STATED TASK
From the listing below, pull out each line that contains the string "distant".

Point-based annotation data
* BEGIN *
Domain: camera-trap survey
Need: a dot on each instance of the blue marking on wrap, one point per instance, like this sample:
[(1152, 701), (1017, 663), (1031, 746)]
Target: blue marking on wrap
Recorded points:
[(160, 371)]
* END *
* BEGIN *
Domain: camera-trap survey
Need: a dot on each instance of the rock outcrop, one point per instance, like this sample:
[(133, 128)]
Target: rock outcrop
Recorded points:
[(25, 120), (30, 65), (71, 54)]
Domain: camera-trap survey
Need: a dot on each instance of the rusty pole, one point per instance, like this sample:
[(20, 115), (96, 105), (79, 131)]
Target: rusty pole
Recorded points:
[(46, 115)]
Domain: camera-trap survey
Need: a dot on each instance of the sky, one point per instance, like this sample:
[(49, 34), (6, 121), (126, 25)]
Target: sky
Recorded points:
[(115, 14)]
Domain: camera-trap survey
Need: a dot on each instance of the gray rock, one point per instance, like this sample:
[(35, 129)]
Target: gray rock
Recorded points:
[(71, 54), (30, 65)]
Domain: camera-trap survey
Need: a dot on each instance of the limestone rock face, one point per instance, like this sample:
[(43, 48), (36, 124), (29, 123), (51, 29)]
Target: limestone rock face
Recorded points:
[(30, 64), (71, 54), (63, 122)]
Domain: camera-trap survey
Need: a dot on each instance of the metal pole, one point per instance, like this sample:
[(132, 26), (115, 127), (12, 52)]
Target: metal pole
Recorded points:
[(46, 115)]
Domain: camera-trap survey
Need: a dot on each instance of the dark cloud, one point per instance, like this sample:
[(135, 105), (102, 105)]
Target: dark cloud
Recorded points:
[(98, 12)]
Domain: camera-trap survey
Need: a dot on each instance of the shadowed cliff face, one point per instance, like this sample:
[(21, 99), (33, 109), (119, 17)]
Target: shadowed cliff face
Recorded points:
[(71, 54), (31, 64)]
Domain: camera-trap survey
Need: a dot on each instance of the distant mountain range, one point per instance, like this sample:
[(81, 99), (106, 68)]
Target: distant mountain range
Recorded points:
* END *
* BEGIN *
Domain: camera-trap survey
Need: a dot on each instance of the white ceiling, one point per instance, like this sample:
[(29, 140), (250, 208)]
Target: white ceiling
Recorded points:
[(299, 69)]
* END *
RESULT FOR THIS TASK
Need: a dot on each instance of the distant mountain range, one point per instance, like this sample:
Target: distant mountain range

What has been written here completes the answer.